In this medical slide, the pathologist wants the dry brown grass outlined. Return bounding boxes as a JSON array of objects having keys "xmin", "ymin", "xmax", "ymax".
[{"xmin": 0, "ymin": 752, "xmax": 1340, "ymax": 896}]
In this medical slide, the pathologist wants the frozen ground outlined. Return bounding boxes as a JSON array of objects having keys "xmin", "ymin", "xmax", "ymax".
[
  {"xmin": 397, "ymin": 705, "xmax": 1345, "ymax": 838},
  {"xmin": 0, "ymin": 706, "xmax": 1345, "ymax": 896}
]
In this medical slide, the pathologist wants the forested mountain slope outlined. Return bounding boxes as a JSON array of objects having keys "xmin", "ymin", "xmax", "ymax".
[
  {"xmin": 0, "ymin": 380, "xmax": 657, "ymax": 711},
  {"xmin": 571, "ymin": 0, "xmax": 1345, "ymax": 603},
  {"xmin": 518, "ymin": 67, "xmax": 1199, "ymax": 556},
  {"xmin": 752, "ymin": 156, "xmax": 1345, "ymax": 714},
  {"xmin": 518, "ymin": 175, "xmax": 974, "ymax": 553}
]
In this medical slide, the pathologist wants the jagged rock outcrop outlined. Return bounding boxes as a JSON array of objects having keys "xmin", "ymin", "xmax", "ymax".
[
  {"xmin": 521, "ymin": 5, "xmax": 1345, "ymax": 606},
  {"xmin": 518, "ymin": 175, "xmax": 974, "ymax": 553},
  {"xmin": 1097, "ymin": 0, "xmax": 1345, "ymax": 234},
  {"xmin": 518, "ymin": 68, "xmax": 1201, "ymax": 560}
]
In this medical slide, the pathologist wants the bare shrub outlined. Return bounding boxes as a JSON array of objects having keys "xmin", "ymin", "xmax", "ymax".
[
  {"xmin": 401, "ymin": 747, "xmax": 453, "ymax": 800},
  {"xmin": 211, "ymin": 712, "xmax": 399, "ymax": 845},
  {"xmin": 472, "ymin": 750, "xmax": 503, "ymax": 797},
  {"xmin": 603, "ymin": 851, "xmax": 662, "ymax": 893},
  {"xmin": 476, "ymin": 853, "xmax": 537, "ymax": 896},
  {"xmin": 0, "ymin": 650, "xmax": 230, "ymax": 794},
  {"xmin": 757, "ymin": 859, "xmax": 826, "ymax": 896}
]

########################################

TASK OBJECTIVE:
Starting at the line that contains "In this medical slide, the pathologist wants the bare", return every line word for word through the last line of the items.

RESPONSE BELOW:
In this medical slide, the pathologist wants the bare shrub outlined. Return bounding boxes as a JSON array of objects having keys "xmin", "ymin", "xmax", "ymax".
[
  {"xmin": 401, "ymin": 747, "xmax": 453, "ymax": 800},
  {"xmin": 211, "ymin": 712, "xmax": 399, "ymax": 845},
  {"xmin": 472, "ymin": 750, "xmax": 503, "ymax": 797},
  {"xmin": 603, "ymin": 851, "xmax": 662, "ymax": 893},
  {"xmin": 476, "ymin": 853, "xmax": 537, "ymax": 896},
  {"xmin": 0, "ymin": 650, "xmax": 230, "ymax": 794},
  {"xmin": 757, "ymin": 859, "xmax": 826, "ymax": 896}
]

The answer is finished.